=== TEXT EXCERPT ===

CASI Pharmaceuticals, Inc.
9620 Medical Center Drive, Suite 300
Rockville, Maryland 20850

 

 

Ladies and Gentlemen:

 

You have requested our opinion with respect to certain matters in connection with the offering by CASI Pharmaceuticals, Inc., a Delaware corporation (the “Company”), of shares of the Company’s common stock, $0.01 par value per share having an aggregate offering price of up to $25,000,000 (the “Shares”), pursuant to the Company’s Shelf Registration Statement on Form S-3, File No. 333-222046 (the “Registration Statement”) declared effective by the Securities and Exchange Commission (the “Commission”) under the Securities Act of 1933, as amended (the “Act”), on December 22, 2017.

 

The offering and sale of the Shares are being made pursuant to the Sales Agreement (the “Sales Agreement”), dated as of February 23, 2018, by and between the Company and H.C. Wainwright & Co., LLC.

=== PROVIDED DATA ===

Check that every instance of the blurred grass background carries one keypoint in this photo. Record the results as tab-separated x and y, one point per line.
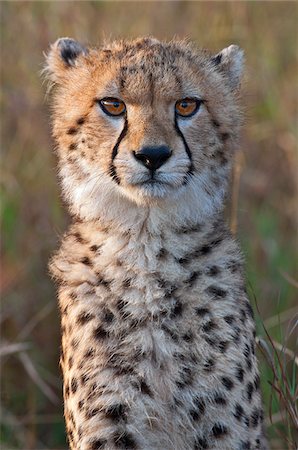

===

_PROBLEM_
Please copy the CASI Pharmaceuticals letter above word for word, from "You have requested" up to and including "December 22, 2017.".

_WRITTEN RESPONSE_
You have requested our opinion with respect to certain matters in connection with the offering by CASI Pharmaceuticals, Inc., a Delaware corporation (the “Company”), of shares of the Company’s common stock, $0.01 par value per share having an aggregate offering price of up to $25,000,000 (the “Shares”), pursuant to the Company’s Shelf Registration Statement on Form S-3, File No. 333-222046 (the “Registration Statement”) declared effective by the Securities and Exchange Commission (the “Commission”) under the Securities Act of 1933, as amended (the “Act”), on December 22, 2017.